5.29. Struct and binary data

The struct module packs Python values into a fixed binary layout and unpacks bytes back into Python values. Reach for it when working with a binary file format, a network protocol, or a device that exchanges fixed-size records.

Two functions cover most cases:

  • struct.pack() – take Python values and a format string, return a bytes object of the exact layout.

  • struct.unpack() – take a format string and a bytes object, return a tuple of Python values.

5.29.1. Format strings

A format string lists one code per field in the record. The codes describe both the size and the interpretation of each field.

Python’s int has no fixed size – it grows to fit whatever value you assign. Binary formats do have fixed sizes: every integer field uses an agreed number of bytes. struct converts between unbounded Python ints and these fixed-size representations.

An integer’s width is the number of bits it uses. One byte is eight bits. The lowercase code is the signed variant; the uppercase code is the unsigned one (only non-negative values):

  • b / B8-bit (one byte). -128..127 signed, 0..255 unsigned.

  • h / H16-bit (two bytes). -32768..32767 signed, 0..65535 unsigned.

  • i / I32-bit (four bytes). About ±two billion signed, four billion unsigned.

  • q / Q64-bit (eight bytes). Effectively unbounded for everyday use.

Pick a width that comfortably covers the range you expect. Packing a value outside the declared range either silently wraps around or raises struct.error, depending on the build.

Written exercise 1. Render everything in the records from the line containing "query: blue baseball cap" down to the line containing "top-left (56, 205), bottom-right (173, 358)" as a Markdown table with an Index column holding the row number and a Content column holding the line, omitting any blank lines.
The struct module page above has no connection to the records that come next.

Data lines.
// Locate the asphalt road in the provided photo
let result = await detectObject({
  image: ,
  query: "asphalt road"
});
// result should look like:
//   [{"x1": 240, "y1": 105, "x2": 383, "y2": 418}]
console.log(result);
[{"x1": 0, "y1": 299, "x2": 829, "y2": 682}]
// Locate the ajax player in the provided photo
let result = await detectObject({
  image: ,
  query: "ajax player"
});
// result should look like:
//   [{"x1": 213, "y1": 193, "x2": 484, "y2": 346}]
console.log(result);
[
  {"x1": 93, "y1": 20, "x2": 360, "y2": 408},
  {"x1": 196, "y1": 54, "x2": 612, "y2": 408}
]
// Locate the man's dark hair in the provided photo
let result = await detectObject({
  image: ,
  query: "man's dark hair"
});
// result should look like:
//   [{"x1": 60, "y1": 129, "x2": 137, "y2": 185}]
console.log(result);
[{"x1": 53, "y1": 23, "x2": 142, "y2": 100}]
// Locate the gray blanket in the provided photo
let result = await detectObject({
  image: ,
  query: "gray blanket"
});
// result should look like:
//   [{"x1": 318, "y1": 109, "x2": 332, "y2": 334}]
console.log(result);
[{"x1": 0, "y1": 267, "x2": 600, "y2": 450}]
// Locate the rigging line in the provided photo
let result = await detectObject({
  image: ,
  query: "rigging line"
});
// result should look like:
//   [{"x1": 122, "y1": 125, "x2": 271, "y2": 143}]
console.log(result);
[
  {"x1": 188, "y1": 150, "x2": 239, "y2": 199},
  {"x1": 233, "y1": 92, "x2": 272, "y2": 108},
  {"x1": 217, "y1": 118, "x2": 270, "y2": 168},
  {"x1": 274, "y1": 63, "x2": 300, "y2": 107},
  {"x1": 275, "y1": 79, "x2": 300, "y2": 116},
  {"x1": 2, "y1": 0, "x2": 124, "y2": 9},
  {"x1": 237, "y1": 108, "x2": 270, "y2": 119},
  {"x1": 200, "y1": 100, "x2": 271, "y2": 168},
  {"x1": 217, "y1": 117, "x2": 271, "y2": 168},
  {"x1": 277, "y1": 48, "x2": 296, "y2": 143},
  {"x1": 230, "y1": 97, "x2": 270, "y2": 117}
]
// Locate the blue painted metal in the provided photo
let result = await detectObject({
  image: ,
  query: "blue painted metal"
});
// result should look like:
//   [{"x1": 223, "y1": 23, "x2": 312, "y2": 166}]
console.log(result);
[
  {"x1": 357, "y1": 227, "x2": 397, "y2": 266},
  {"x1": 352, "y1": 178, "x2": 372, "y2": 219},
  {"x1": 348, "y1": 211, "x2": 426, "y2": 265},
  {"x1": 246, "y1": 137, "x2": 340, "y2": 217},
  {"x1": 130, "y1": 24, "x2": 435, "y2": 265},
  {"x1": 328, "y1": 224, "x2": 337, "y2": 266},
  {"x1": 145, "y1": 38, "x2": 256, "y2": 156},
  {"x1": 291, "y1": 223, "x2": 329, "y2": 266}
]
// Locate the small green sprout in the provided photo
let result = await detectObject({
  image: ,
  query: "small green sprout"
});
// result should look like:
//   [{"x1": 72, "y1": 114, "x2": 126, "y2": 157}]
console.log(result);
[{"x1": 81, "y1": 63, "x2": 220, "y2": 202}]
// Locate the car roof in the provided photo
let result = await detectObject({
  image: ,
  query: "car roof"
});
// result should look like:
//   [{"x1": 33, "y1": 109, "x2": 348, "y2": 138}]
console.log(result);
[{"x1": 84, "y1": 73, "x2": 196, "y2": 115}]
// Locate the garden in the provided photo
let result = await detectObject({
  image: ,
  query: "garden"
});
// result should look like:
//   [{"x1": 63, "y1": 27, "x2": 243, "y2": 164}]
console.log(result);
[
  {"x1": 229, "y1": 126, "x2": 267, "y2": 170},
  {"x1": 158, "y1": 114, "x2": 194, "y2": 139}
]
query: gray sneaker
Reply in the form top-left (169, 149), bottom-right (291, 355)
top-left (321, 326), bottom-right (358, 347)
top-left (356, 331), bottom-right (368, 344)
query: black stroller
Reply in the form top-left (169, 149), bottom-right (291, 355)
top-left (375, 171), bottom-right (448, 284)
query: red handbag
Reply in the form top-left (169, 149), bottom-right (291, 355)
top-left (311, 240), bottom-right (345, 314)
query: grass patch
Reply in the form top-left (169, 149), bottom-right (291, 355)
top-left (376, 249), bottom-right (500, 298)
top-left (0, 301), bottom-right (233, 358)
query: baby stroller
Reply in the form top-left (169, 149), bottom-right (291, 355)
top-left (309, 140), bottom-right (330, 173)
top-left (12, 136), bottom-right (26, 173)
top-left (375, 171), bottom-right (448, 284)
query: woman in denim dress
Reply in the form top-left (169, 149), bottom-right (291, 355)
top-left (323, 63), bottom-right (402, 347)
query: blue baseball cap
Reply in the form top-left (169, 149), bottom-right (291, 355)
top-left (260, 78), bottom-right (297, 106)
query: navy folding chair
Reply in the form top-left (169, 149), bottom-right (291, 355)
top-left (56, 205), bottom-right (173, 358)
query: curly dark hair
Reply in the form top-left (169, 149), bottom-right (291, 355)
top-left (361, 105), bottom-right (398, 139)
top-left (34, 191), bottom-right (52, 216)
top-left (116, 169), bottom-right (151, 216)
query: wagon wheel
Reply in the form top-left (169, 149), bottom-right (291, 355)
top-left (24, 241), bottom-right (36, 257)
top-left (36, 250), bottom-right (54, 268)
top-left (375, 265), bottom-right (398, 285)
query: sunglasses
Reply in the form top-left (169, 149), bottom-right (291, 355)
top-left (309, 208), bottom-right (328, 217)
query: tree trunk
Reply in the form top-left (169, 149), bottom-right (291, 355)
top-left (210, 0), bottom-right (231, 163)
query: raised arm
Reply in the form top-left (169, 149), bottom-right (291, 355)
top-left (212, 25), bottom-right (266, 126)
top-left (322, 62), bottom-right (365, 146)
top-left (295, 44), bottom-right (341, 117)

Written exercise 2. Extend the struct module page, starting right after its last sentence.

Result 1.
| Index | Content |
|---|---|
| 1 | query: blue baseball cap |
| 2 | Reply in the form top-left (169, 149), bottom-right (291, 355) |
| 3 | top-left (260, 78), bottom-right (297, 106) |
| 4 | query: navy folding chair |
| 5 | Reply in the form top-left (169, 149), bottom-right (291, 355) |
| 6 | top-left (56, 205), bottom-right (173, 358) |

Result 2.
The remaining common codes are for floats and byte strings:

  • f – 32-bit float (single precision; about seven decimal digits). Python’s regular float on MicroPython is already this size, so packing one into f is lossless.

  • d – 64-bit float (double precision; about fifteen decimal digits). Packing a 32-bit MicroPython float into d widens it to eight bytes but adds no precision.

  • s – fixed-length byte string, preceded by a count (8s for an eight-byte field).

5.29.2. Byte order

A multi-byte integer can be stored in memory two ways. The number 0x12345678 in a 32-bit field is laid out like this:

  • Little-endian – least significant byte first: 78 56 34 12.

  • Big-endian – most significant byte first: 12 34 56 78.

Both encode the same value; they only disagree on which end of the field is the low byte. A file written by one system is garbled when read by the other if the byte order does not match.

The leading character of the format string picks the order:

  • < – little-endian. Common on x86 and ARM.

  • > – big-endian. Common in network protocols.

  • ! – network order, equivalent to >.

Without a leading character, native byte order and native alignment are used; setting < or > explicitly removes that ambiguity and is usually what you want when reading a file or talking to another machine.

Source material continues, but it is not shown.